Put each line of the items below into a JSON list of strings, one string per line, skipping blank lines. Leave the pictures out of your answer.

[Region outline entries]
--- --- ---
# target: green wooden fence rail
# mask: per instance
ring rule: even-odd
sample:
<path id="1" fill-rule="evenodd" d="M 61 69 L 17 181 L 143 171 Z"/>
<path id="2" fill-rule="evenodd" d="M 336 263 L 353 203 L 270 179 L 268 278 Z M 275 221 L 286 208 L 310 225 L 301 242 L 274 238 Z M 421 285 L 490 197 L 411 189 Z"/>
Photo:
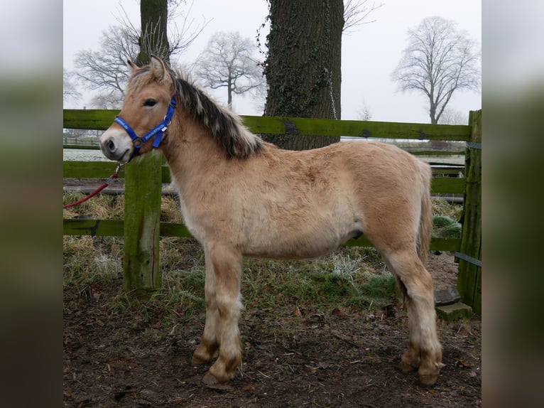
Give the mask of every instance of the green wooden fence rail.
--- --- ---
◆ **Reply**
[
  "# target: green wooden fence rail",
  "# mask: per instance",
  "ring rule: even-odd",
  "sample:",
  "<path id=\"1\" fill-rule=\"evenodd\" d=\"M 61 69 L 17 181 L 143 171 Z\"/>",
  "<path id=\"2\" fill-rule=\"evenodd\" d=\"M 336 263 L 353 203 L 270 179 L 268 278 Z M 275 221 L 286 208 L 310 225 L 301 242 L 274 238 Z M 421 285 L 490 197 L 411 189 Z\"/>",
  "Photo:",
  "Give the mask of every instance of the green wooden fence rail."
]